> [Instruções da tarefa]: Liste tudo aquilo que, segundo o texto, pode inflar o mau-caráter a ponto de torná-lo capaz de lesar até a Pátria.

== Texto do exercício

Ataualpa A. P. Filho - professor
Hoje vou lhe contar um fato do jeito que se arrasta no tempo. Antes das caravelas aportarem por aqui, ele já existia. Não pretendo aumentar nenhum ponto ao conto. Mas trago algumas intenções: a primeira é explicitar uma tradição oral, que guarda uma traição; a outra é para fazer uma alusão ao que estamos presenciando nesta conjuntura de juros, juras e tarifaços. A terceira fica por conta das asas das imaginações, ou seja, o gosto do freguês pode voar com asas das tanajuras, das libélulas ou das borboletas. A verdade, eu lhe digo: as aves não são donas das asas.
Quem se encanta com a beleza das asas das borboletas, deve manter, na lembrança, a vida no casulo. As tanajuras, após o voo nupcial, praticam a autotomia, cortam as próprias asas, antes de se tornarem rainha de novos formigueiros. As libélulas, como não patentearam a forma de voar, foram imitadas pelos homens, que inventaram os helicópteros.
E neste voo imaginário, recorro às entrelinhas para que elas nos ajudem a abrir espaços na manutenção do pensamento dedutivo. Pelo sim, ou pelo não, o senão espreita as dúvidas. Mas, quando se trata de caos, ou de crise, o óbvio fica explícito. Até o desejo do calado torna-se evidente. Nesses casos, é fácil identificar o pai da criança. Indubitavelmente, filho feio também tem pai. O problema é que alguns não assumem a paternidade. Todavia, isso leva ao foro íntimo que se revela pelo caráter: seja bom, seja mau, cada um carrega o seu. Isso é da pessoa. Porém, o mau-caráter, quando inflado pela vaidade, pela ganância, pelo egoísmo, pela arrogância, é capaz de lesar até a Pátria. Em síntese, várias crises políticas surgiram por vaidades intransigentes: e quem paga o pato?
Agora veja:
Em um período que não havia pix, mas já havia malícia, esperteza e dissimulações, o escritor e historiador italiano Giovanni Francesco Poggio Bracciolini (1380-1459), no livro “Facetiae”, escrito em latim, relatou o episódio de um jovem camponês, não tão ingênuo, que vendia patos.

====
== Linhas fornecidas

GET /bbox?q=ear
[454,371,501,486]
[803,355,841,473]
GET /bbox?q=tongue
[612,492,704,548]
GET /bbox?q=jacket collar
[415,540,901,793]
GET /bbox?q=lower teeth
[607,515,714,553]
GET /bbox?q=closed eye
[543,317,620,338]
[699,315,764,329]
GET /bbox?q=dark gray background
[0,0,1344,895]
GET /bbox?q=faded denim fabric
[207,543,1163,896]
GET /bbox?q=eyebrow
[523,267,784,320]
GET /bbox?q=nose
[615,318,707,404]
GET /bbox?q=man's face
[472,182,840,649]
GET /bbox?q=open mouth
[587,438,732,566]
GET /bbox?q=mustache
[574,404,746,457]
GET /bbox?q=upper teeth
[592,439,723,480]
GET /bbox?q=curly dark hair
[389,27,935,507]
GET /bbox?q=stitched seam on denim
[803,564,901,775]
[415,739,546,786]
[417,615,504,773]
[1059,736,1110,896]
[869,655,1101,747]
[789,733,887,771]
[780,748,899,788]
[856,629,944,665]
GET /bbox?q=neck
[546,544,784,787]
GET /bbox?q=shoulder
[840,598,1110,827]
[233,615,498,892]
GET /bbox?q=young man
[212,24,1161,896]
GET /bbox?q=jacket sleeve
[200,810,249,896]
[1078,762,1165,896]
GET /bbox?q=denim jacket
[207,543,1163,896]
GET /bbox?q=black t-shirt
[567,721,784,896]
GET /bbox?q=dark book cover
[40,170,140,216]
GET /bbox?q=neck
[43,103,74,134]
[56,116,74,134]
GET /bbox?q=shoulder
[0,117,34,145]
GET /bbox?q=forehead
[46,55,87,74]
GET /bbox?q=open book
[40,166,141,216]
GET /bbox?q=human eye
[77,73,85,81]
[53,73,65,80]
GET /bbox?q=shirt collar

====

> [Espaço da resposta]: Vaidade, ganância, egoísmo e arrogância.